• DIRECTIVES:
1 > For the passage on Einstein's thought experiment below, decide whether each statement agrees with it. Answer yes or no for each, and quote the words of the passage that decide it.
(a) In the quoted thought experiment, each light pulse carries energy E/2.
(b) In the frame moving to the left, the pulse moving to the left is blueshifted.
(c) The writer says a spontaneous emission can be predicted.
2 > Repeat the passage on Einstein's thought experiment below word for word, from "Let's see how" to "momentum mv.".
3 > Continue the passage on Einstein's thought experiment below, starting after its final sentence.

• EXCERPTED PASSAGE:
- - - -
Let's see how Einstein rationalized a 'correct' derivation.
Einstein's thought experiment:
"Considered a body at rest with mass m. If the body is
examined in a frame moving with nonrelativistic velocity
v, it is no longer at rest and in the moving frame it has
momentum mv.
Suppose now that the body emits two pulses of light to the
left and to the right, each carrying an equal amount of energy
E/2. Since the two pulses are equal, the object remains at rest
after the emission since the two beams are equal in strength
and carry opposite momentum."
At this point, I ask:
Can a body emit two opposite pulses simultaneously, each one
with energy E/2? Say that body is an electron. A spontaneous
emission means you can't predict when a photon will be emitted.
Only within an ensemble of atoms/molecules you can perform
statistics to compute a probability of emission. Thus, Einstein's
thought experiment is fatally flawed. The probabibility that an
electron emitted two simultaneous opposite photons of equal
energy is actually zero for an electron alone. But, let's give
that thought experiment the benefit of the doubt and assume the
simultaneous emission takes place in a macroscopic body
(ensemble).
Einstein continued his razionale:
"But if we consider the same process in a frame moving
with velocity v to the left, the pulse moving to the left will
be redshifted while the pulse moving to the right will be
blueshifted. The blue light carries more momentum than
the red light, so that the momentum of the light in the moving
frame is not balanced. The light is carrying some net momentum
to the right.
But the object hasn't changed its velocity before or after
the emission. Yet in this frame it lost some right-momentum to
the light. The only way it could have lost momentum is by losing
mass."
Now, I ask: Is losing mass actually the only way it could have lost
momentum? At this step of Einstein's rationale, I can see how the
previous flawed assumption is deeply influencing on this one.
the claim "the object hasn't changed its velocity before or after the
emission" can't be admitted. Two simultaneous opposite pulses of
equal energy E/2 is a phenomenon with no physical meaning.
- - - -
• RECORD EXCERPTS:

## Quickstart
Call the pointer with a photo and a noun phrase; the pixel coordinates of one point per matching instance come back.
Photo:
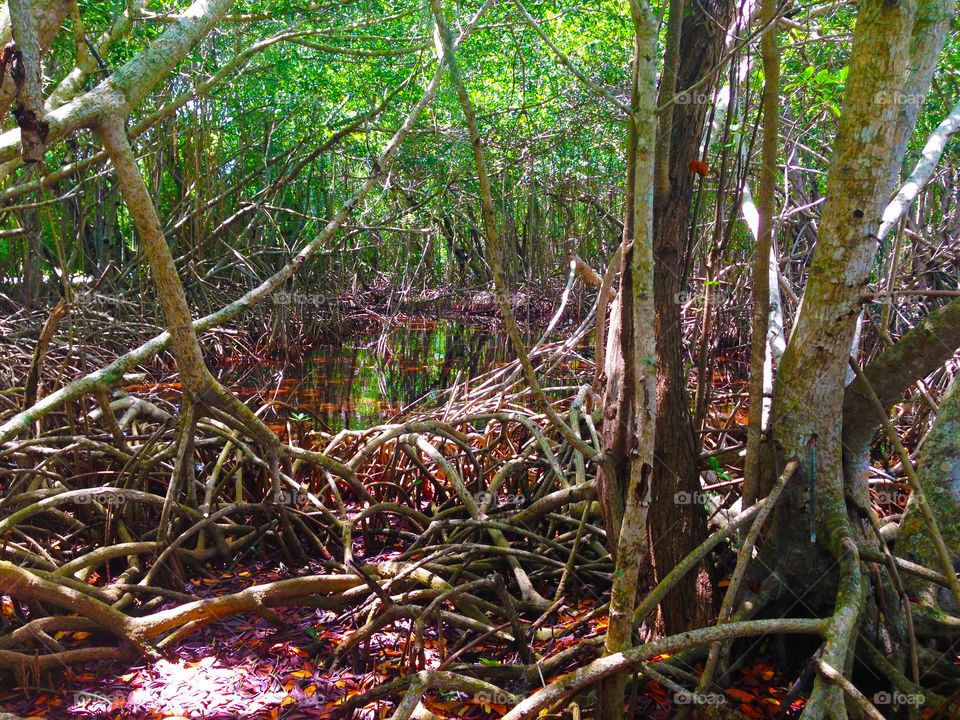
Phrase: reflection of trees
- - - -
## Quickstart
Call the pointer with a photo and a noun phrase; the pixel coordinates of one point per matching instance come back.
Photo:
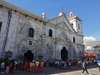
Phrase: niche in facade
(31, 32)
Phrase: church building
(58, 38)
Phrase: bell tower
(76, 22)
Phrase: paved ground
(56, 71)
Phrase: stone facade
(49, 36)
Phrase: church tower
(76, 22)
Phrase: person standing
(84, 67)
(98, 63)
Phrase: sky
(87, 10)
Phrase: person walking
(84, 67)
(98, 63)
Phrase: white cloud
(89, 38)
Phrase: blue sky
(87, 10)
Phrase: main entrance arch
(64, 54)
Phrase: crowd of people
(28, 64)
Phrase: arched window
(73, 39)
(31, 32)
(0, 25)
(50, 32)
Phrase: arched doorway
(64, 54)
- - - -
• ANSWERS FOR THE TASKS:
1 >
(a) Yes: "each carrying an equal amount of energy E/2"
(b) No: "the pulse moving to the left will be redshifted while the pulse moving to the right will be blueshifted"
(c) No: "A spontaneous emission means you can't predict when a photon will be emitted."

2 >
Let's see how Einstein rationalized a 'correct' derivation.
Einstein's thought experiment:
"Considered a body at rest with mass m. If the body is
examined in a frame moving with nonrelativistic velocity
v, it is no longer at rest and in the moving frame it has
momentum mv.

3 >
There must exist at least an infinitesimal random time interval
between
both pulses. So, the body actually change its momentum when the
first pulse is emitted, and then it will recover part of the lost
momentum
when the opposite pulse is emitted. The question is, will it recover
the
whole lost momentum? Since the time interval between those two
opposite pulses of equal energy is a random infinitesimal time, dt,
then the body will not be at rest after the former emission. So, we
can
see losing mass is not the only way a body could have lost momentum.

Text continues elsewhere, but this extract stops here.